Exercise goal ::
Pick out every line of the material below that contains the string "soldier", and copy each one. Case counts.
# Start of Supplied data
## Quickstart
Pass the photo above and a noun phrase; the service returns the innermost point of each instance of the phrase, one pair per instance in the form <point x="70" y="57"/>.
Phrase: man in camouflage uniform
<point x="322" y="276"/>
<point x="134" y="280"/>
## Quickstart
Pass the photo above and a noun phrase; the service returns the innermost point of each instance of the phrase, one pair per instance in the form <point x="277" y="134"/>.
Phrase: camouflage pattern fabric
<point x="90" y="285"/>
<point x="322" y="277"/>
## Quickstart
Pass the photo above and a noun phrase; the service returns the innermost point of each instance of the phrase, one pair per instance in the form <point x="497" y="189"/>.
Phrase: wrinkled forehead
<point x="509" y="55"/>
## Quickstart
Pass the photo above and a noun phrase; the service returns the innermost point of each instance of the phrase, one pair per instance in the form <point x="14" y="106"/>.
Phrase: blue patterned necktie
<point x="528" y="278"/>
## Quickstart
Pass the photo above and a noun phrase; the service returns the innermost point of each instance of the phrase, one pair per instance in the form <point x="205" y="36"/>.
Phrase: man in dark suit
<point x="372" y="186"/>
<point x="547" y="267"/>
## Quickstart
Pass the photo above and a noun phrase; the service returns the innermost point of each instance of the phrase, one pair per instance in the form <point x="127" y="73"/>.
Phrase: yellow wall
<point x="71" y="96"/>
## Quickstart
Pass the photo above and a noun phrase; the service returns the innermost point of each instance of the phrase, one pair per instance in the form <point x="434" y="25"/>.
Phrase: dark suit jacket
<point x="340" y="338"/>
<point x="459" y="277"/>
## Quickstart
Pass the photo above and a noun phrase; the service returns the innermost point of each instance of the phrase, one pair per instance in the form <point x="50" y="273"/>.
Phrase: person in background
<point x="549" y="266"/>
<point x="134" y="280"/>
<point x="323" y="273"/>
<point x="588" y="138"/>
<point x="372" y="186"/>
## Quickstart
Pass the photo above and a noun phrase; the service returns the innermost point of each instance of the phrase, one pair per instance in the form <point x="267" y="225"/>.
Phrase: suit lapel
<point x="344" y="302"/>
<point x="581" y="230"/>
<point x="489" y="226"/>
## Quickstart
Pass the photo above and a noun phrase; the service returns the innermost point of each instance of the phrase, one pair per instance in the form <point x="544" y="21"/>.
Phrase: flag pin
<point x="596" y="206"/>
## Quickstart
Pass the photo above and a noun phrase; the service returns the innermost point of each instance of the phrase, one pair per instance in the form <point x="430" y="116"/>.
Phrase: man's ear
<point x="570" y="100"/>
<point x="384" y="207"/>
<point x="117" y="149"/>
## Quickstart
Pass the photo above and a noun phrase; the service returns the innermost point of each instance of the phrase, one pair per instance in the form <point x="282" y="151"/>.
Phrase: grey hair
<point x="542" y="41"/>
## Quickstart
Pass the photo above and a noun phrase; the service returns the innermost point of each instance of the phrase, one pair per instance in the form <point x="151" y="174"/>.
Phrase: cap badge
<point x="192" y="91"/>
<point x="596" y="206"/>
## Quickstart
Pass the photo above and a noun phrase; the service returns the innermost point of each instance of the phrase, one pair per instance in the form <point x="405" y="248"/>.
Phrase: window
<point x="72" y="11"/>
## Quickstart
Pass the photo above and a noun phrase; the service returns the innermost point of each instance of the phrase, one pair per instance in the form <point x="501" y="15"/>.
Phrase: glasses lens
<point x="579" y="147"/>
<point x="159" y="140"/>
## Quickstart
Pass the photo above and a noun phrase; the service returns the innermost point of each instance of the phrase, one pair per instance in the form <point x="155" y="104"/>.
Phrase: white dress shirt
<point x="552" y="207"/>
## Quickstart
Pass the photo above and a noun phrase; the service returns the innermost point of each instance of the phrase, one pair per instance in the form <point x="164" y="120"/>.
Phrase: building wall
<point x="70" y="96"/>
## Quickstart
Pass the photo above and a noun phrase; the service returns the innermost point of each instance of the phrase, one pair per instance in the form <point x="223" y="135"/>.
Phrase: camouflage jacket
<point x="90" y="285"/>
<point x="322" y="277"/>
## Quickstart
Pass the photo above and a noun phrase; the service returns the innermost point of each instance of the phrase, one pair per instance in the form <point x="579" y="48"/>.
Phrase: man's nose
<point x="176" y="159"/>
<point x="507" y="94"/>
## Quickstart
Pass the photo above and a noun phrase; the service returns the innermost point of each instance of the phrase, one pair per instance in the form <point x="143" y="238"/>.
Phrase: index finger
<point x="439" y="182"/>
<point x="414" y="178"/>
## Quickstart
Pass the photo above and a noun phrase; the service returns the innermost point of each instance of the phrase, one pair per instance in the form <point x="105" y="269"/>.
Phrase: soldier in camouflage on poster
# End of Supplied data
# Start of Supplied data
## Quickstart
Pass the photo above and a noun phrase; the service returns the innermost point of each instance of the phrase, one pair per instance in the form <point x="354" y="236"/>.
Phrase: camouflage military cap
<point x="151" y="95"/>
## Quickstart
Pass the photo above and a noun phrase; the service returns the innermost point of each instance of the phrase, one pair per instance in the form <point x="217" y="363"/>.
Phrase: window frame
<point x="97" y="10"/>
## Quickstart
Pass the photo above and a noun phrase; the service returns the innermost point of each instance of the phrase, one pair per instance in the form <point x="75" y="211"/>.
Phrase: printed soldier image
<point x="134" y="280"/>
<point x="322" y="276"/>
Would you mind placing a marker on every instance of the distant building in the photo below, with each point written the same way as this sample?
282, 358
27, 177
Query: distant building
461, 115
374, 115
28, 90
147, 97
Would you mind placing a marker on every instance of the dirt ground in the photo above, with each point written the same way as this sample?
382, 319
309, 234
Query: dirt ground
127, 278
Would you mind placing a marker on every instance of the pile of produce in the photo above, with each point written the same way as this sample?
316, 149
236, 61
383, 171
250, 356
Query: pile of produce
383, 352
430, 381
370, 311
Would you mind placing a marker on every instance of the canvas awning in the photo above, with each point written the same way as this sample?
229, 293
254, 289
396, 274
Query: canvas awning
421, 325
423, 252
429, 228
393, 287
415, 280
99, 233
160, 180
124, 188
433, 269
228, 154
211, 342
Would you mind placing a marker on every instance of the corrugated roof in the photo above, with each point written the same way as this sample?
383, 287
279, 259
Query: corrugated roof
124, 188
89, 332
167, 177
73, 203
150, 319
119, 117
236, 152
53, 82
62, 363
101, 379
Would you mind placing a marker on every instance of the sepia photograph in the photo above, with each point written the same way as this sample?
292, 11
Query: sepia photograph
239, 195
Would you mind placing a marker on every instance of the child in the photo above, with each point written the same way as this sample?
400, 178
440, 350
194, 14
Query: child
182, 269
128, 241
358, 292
# End of Supplied data
Response ::
Phrase: soldier in camouflage on poster
Phrase: printed soldier image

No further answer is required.